▶ **Task prompt**:
Pick out every line of the material below that contains the word "stalk" and copy each of those lines.

▶ **Extracted records**:
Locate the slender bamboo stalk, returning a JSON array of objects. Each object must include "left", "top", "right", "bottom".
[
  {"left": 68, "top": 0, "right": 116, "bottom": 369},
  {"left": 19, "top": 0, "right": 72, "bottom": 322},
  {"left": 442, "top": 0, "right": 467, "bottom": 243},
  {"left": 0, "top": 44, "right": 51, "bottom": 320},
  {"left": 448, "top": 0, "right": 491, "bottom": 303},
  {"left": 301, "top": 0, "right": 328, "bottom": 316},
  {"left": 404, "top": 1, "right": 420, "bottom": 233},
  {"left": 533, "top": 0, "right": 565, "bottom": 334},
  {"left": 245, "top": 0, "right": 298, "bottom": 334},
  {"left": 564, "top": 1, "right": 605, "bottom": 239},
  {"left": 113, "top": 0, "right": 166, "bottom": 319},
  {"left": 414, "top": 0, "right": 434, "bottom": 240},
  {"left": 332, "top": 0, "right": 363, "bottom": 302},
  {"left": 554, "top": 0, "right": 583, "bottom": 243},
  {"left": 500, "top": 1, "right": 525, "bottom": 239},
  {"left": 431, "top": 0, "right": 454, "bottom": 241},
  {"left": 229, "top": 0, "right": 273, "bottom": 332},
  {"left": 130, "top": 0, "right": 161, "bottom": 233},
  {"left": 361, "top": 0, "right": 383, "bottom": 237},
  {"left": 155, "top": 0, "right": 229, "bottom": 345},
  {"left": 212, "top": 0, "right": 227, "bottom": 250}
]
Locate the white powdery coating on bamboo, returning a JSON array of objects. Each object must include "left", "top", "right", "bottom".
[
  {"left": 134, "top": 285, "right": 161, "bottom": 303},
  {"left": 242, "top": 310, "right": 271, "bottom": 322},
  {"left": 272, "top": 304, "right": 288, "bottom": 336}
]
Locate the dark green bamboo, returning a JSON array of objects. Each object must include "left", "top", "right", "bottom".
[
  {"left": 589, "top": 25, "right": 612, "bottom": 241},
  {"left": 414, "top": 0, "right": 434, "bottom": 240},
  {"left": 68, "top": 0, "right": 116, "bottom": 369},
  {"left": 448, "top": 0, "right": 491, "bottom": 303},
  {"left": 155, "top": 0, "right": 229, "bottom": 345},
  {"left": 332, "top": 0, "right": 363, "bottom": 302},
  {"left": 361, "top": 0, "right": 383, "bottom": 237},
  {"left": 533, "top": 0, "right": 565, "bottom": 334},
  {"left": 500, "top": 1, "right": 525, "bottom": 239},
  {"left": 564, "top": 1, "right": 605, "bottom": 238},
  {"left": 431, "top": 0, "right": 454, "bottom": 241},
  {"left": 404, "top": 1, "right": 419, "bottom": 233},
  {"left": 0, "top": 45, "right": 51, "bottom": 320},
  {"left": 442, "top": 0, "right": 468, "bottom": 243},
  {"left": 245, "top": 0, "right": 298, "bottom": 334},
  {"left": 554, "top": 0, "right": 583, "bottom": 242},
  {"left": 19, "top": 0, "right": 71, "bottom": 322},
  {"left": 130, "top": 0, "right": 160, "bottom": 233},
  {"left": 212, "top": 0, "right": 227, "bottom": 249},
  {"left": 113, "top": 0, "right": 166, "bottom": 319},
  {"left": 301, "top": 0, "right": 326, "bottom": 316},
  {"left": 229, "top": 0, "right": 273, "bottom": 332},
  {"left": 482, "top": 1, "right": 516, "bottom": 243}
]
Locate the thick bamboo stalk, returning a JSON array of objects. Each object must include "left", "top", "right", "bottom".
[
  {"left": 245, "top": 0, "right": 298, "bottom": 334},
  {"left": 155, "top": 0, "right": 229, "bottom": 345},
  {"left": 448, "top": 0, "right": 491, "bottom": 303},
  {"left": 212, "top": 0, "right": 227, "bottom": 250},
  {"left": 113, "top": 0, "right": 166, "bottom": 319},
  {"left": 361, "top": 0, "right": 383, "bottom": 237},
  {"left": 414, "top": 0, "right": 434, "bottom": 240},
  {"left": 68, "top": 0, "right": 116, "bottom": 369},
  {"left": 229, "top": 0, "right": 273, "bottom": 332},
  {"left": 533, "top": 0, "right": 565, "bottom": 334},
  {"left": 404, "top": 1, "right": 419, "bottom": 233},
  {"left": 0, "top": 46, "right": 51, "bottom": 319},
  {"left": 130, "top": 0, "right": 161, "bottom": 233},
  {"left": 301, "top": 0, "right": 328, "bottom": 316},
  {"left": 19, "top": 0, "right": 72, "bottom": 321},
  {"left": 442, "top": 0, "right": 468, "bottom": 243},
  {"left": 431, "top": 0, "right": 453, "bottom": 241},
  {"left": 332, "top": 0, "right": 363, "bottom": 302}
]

▶ **Task response**:
Locate the slender bamboo stalk, returning a JSON array of objects. Each object must include "left", "top", "right", "bottom".
Locate the thick bamboo stalk, returning a JSON array of objects. Each object must include "left", "top", "right", "bottom".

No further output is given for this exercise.